* **TASK INSTRUCTIONS**:
Locate every line in the data below that contains the string "swan", and copy each of those lines in full.

□ □ □ □ □

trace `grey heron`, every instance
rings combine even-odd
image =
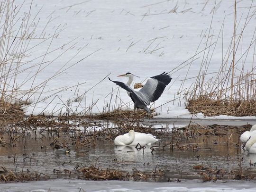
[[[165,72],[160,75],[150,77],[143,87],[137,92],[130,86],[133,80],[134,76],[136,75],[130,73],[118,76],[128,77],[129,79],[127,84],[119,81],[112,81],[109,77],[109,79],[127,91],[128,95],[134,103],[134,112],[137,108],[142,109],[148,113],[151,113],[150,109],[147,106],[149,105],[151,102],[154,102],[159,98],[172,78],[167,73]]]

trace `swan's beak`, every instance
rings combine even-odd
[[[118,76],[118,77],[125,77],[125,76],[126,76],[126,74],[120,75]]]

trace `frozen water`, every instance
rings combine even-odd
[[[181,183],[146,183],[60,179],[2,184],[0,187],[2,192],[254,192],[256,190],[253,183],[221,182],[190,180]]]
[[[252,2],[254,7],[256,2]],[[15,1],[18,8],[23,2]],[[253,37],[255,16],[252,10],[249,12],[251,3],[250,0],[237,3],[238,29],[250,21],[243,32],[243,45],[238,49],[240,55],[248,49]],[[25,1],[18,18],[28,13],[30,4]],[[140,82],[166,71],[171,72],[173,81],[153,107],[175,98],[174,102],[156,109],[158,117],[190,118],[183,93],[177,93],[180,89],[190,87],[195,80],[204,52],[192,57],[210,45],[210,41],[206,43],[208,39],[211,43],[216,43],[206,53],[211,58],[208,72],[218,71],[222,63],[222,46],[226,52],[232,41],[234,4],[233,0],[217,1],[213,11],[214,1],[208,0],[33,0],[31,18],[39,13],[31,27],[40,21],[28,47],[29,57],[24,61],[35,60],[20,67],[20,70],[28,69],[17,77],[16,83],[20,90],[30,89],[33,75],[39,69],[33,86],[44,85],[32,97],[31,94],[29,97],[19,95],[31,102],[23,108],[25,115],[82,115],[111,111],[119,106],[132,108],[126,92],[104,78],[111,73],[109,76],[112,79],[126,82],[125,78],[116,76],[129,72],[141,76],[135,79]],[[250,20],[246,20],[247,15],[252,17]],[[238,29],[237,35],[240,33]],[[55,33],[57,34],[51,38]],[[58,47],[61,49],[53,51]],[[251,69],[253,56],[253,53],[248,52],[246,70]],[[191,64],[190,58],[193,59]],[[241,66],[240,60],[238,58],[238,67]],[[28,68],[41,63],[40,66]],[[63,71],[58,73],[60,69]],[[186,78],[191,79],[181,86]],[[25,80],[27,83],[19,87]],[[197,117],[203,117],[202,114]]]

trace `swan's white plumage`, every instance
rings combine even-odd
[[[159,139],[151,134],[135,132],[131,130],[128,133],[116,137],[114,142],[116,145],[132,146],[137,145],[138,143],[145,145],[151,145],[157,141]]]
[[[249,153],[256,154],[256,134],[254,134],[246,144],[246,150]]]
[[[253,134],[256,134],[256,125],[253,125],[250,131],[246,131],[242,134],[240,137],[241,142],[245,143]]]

□ □ □ □ □

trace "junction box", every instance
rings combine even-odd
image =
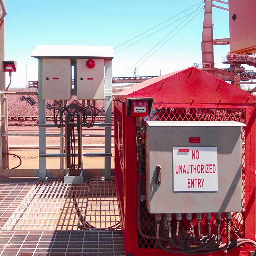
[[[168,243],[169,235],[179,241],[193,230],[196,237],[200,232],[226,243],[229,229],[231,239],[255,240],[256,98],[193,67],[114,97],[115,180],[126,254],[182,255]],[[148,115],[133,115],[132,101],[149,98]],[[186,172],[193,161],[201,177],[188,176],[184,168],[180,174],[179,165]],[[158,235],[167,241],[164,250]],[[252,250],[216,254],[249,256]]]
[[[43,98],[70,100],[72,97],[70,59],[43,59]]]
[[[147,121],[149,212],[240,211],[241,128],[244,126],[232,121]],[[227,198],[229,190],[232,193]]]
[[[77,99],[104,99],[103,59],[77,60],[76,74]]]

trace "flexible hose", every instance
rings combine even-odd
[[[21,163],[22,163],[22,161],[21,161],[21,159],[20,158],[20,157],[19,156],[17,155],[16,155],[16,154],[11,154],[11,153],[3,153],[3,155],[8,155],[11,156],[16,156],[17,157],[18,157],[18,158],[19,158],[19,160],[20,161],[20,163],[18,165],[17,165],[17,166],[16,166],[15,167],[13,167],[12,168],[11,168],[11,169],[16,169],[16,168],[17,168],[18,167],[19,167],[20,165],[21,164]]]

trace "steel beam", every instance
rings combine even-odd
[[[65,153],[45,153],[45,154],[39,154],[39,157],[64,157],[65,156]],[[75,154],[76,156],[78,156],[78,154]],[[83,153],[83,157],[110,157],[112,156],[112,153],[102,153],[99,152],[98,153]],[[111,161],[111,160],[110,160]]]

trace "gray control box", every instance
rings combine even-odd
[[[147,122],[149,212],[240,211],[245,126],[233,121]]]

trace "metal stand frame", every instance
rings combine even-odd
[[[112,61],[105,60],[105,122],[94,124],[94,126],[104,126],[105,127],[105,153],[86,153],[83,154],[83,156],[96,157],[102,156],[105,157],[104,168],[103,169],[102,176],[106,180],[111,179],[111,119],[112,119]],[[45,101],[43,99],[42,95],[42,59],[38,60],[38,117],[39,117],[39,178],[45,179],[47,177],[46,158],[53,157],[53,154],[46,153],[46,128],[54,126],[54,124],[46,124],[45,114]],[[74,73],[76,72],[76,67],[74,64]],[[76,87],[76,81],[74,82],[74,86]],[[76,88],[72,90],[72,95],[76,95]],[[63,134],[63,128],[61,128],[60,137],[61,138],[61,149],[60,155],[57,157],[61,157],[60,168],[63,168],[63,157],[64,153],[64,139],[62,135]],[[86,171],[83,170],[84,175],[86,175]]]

□ □ □ □ □

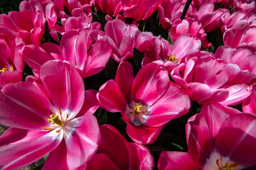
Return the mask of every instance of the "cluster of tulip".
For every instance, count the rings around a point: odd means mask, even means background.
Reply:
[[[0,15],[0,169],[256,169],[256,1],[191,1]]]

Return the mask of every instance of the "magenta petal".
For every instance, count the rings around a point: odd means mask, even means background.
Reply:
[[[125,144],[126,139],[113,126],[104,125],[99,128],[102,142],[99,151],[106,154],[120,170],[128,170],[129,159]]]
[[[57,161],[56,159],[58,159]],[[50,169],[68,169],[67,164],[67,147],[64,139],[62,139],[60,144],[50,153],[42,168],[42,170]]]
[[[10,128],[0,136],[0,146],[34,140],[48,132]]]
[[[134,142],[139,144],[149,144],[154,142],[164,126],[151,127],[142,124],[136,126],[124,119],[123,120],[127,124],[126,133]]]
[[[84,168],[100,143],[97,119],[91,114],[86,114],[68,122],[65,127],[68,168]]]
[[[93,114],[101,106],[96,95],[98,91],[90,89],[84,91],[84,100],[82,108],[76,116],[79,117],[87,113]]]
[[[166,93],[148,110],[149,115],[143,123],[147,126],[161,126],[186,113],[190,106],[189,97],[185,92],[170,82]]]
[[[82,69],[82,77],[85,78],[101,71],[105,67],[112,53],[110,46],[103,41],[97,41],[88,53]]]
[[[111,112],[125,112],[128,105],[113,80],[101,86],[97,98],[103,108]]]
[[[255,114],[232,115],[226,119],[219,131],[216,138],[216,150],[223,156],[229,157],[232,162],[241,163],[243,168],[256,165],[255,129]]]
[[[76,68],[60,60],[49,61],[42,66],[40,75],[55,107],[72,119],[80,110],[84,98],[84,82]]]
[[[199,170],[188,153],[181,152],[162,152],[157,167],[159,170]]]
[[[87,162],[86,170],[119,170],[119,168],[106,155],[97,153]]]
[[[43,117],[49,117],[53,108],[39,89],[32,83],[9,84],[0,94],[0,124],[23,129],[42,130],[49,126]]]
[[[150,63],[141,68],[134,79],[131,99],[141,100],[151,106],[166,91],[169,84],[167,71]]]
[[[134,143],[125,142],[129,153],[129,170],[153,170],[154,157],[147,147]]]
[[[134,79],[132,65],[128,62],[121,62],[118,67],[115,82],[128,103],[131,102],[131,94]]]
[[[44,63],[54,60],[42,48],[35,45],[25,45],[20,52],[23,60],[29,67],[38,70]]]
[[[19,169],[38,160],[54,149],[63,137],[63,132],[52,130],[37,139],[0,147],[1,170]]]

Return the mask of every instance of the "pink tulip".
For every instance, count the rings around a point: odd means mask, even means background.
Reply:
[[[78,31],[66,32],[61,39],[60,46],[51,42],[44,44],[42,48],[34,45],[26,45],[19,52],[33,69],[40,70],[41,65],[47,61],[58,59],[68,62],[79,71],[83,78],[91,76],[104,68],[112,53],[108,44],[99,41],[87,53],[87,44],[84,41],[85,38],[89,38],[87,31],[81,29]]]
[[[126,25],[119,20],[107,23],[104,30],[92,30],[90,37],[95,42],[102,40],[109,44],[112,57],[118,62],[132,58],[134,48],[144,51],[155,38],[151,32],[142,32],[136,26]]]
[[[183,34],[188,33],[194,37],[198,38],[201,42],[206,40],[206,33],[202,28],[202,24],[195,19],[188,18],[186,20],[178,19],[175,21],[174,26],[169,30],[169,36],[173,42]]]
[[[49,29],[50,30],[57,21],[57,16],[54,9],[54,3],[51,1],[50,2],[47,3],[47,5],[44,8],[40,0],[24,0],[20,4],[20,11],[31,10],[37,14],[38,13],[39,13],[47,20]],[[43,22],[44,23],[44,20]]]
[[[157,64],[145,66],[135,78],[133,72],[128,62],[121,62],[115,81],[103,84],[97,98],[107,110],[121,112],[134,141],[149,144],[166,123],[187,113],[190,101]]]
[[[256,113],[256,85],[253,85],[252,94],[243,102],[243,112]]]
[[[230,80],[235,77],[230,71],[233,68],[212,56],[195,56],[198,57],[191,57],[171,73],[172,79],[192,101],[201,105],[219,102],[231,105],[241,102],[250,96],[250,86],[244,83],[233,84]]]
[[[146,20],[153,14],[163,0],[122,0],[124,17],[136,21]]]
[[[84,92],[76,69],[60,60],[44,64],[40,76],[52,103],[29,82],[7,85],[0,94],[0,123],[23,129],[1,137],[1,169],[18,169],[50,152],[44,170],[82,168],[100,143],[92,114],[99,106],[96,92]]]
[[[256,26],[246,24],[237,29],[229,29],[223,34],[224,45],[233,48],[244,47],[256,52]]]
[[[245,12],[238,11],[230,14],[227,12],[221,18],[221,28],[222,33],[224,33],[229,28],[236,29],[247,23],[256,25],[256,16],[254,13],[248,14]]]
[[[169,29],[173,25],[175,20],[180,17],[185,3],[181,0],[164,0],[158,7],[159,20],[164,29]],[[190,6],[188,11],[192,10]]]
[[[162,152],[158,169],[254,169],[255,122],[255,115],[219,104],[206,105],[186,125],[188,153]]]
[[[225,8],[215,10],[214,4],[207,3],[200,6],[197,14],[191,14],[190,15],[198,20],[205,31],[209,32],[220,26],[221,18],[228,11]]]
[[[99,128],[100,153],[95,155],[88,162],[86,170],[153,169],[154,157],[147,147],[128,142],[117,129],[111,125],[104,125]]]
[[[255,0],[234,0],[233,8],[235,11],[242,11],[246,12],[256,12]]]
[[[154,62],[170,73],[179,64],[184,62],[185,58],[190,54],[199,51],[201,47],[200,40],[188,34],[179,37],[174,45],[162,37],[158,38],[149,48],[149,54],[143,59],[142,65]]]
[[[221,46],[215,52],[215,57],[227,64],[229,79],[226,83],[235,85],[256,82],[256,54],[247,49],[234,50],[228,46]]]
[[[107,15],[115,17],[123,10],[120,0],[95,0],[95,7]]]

□ □ □ □ □

* **ANSWER TO THE PROBLEM**:
trace `swan's beak`, every instance
trace `swan's white plumage`, every instance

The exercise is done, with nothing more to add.